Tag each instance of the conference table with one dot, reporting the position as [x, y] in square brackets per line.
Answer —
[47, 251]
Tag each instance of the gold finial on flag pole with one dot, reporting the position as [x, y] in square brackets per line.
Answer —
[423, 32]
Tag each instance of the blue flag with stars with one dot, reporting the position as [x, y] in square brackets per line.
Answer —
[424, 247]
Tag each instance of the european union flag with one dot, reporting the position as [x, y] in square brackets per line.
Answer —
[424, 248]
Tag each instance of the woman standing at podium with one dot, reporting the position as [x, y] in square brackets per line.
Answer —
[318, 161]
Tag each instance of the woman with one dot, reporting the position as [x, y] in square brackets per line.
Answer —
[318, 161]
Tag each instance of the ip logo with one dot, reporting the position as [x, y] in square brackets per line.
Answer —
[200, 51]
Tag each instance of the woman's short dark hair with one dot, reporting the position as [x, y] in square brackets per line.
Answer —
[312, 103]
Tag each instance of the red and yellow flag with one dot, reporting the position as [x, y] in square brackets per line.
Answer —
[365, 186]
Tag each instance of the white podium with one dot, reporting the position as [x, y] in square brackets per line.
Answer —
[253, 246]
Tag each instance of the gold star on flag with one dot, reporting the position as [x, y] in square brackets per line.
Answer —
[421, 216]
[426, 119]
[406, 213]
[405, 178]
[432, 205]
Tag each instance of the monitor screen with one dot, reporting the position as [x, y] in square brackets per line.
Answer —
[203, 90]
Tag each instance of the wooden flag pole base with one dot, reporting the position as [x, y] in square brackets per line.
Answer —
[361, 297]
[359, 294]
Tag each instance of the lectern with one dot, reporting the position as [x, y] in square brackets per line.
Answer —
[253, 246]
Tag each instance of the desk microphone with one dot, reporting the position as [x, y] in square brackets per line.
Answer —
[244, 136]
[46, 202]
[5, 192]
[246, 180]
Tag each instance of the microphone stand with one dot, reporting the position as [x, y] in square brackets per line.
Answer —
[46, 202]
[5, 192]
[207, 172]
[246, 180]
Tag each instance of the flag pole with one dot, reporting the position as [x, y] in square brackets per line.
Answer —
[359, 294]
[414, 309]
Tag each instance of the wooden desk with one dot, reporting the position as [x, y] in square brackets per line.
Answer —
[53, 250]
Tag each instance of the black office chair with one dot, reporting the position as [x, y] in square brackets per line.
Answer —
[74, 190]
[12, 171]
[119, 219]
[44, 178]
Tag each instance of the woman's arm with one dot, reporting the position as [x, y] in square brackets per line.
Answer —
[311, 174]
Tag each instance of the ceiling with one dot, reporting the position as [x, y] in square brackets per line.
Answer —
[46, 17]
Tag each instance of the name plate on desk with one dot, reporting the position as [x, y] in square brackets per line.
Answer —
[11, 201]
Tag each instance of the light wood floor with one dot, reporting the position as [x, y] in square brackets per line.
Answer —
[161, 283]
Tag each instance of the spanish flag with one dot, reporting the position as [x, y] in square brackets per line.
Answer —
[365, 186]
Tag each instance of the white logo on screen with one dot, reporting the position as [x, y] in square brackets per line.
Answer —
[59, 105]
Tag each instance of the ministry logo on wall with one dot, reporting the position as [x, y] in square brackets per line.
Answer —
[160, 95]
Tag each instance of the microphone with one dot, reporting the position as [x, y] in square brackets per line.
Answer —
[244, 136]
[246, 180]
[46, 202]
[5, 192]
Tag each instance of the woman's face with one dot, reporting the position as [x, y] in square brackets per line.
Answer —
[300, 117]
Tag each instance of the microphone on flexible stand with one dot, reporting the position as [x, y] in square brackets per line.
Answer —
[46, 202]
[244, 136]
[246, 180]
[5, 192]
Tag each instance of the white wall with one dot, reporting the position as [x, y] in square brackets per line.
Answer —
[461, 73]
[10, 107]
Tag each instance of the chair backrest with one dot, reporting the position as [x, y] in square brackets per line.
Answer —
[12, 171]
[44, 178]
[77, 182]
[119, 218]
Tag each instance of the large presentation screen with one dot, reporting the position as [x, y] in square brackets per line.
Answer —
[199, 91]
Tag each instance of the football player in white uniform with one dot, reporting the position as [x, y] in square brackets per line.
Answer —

------------------------------------------------------------------------

= PROBLEM DESCRIPTION =
Your answer should consist of the lines above that hold the word "white".

= TASK SOLUTION =
Tag each instance of the white podium with one dot, reporting the position as [x, y] in square brackets per line.
Tag each instance of the white logo on screen with one dot, reporting the position as [x, y] in square brackets per line.
Tag each instance of the white wall with one dot, reporting the position as [x, y] in square brackets per line.
Tag each instance of the football player in white uniform with one dot, reporting the position as [x, y] in square brackets per line.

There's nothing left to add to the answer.